Task goal:
The entries below are to be copied exactly, with nothing left out.

Material provided:
^^^^^^^^
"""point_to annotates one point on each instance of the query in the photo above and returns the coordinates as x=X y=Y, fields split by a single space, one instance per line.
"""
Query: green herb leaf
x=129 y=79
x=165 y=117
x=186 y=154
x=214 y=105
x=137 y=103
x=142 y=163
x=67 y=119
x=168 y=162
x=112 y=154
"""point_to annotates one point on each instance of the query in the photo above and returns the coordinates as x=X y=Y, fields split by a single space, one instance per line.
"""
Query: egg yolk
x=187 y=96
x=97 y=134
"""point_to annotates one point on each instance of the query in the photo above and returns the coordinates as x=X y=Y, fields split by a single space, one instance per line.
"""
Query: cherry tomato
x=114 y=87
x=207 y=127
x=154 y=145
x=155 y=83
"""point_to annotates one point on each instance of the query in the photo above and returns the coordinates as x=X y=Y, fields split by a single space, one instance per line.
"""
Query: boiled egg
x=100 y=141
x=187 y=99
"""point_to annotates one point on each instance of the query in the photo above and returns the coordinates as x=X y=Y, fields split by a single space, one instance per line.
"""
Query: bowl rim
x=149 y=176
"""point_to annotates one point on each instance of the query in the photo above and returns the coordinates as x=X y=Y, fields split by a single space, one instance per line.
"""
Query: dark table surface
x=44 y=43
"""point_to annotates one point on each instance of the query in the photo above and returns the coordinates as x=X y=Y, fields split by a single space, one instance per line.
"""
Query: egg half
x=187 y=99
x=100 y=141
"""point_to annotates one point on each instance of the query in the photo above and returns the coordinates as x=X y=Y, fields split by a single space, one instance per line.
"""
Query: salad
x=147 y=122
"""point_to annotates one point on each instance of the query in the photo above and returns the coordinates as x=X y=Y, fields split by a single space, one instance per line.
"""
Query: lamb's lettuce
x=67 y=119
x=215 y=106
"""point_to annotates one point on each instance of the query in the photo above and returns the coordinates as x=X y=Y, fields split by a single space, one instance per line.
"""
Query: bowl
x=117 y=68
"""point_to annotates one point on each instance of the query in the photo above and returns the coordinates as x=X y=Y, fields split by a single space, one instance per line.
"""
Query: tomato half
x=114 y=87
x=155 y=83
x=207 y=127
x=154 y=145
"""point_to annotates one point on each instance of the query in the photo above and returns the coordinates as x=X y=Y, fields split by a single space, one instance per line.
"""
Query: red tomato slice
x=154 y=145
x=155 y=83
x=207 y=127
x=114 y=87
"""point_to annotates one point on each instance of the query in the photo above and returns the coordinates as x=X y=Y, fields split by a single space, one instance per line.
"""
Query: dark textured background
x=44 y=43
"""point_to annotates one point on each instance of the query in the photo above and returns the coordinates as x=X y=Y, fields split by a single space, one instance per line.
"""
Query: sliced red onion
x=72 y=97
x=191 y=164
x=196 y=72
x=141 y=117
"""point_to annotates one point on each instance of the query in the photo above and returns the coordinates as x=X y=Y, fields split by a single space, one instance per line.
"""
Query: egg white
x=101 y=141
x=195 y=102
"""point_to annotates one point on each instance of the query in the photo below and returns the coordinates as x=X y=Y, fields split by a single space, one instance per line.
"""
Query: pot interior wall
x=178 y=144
^^^^^^^^
Reply to the task:
"""point_to annotates one point on each instance of the query in the photo above and returns the coordinates as x=X y=Y, fields split by a single space, one instance per line.
"""
Query: green herb leaf
x=129 y=79
x=165 y=117
x=186 y=154
x=214 y=105
x=137 y=103
x=142 y=163
x=67 y=119
x=168 y=162
x=112 y=154
"""point_to annotates one point on each instance of the query in the photo above and returns the coordinates as x=X y=Y, fields split by a single space, one instance per line.
"""
Query: egg yolk
x=187 y=96
x=97 y=134
"""point_to annotates one point on each instance of the query in the photo above and returns the coordinates as x=X y=Y, fields split by a single space, one instance per line.
"""
Query: cherry tomato
x=114 y=87
x=207 y=127
x=154 y=145
x=155 y=83
"""point_to annotates one point on each instance of the query in the photo above and returns the coordinates as x=X y=Y, fields split by a single space, one instance per line.
"""
Query: boiled egg
x=100 y=141
x=187 y=99
"""point_to annotates one point on each instance of the query in the photo above and returns the coordinates as x=X y=Y, fields split by a single space, one instance per line.
"""
Query: bowl rim
x=149 y=176
"""point_to annotates one point on each instance of the query in the photo above and returns the coordinates as x=X y=Y, fields split by a single space, one instance per line.
"""
Query: dark table surface
x=44 y=43
"""point_to annotates one point on each instance of the query in the photo above and returns the coordinates as x=X y=Y, fields split by a single space, one instance per line.
"""
Query: egg half
x=187 y=99
x=100 y=141
"""point_to annotates one point on each instance of the query in the photo above and returns the coordinates as x=X y=Y, fields split by a single space, one instance per line.
"""
Query: salad
x=147 y=122
"""point_to annotates one point on each instance of the query in the photo above and returns the coordinates as x=X y=Y, fields split by a single space, one instance per line.
"""
Query: lamb's lettuce
x=67 y=119
x=215 y=106
"""point_to annotates one point on each instance of the query in the photo above and returns the coordinates as x=X y=Y, fields split by a single space, one instance per line.
"""
Query: bowl
x=117 y=68
"""point_to annotates one point on each instance of the query in the photo above and returns the coordinates as x=X y=Y, fields split by a single space, one instance per line.
"""
Query: tomato half
x=114 y=87
x=155 y=83
x=207 y=127
x=154 y=145
"""point_to annotates one point on each instance of the query in the photo above and returns the coordinates as x=X y=Y, fields split by a single space, one instance per line.
"""
Query: red tomato slice
x=154 y=145
x=155 y=83
x=207 y=127
x=114 y=87
"""point_to annotates one point on each instance of the query in the photo above and returns the coordinates as x=X y=Y, fields split by a single space, one instance per line.
"""
Query: dark textured background
x=44 y=43
"""point_to annotates one point on each instance of the query in the photo above and returns the coordinates as x=X y=Y, fields split by a single space, one instance per line.
"""
Query: sliced red onion
x=72 y=97
x=191 y=164
x=196 y=72
x=141 y=117
"""point_to annotates one point on each instance of the query in the photo above and returns the coordinates as x=X y=Y, fields split by a single space, one instance per line.
"""
Query: egg white
x=101 y=141
x=195 y=102
"""point_to annotates one point on each instance of the query in the photo below and returns the coordinates as x=X y=Y, fields split by a single space, one instance per line.
"""
Query: pot interior wall
x=178 y=144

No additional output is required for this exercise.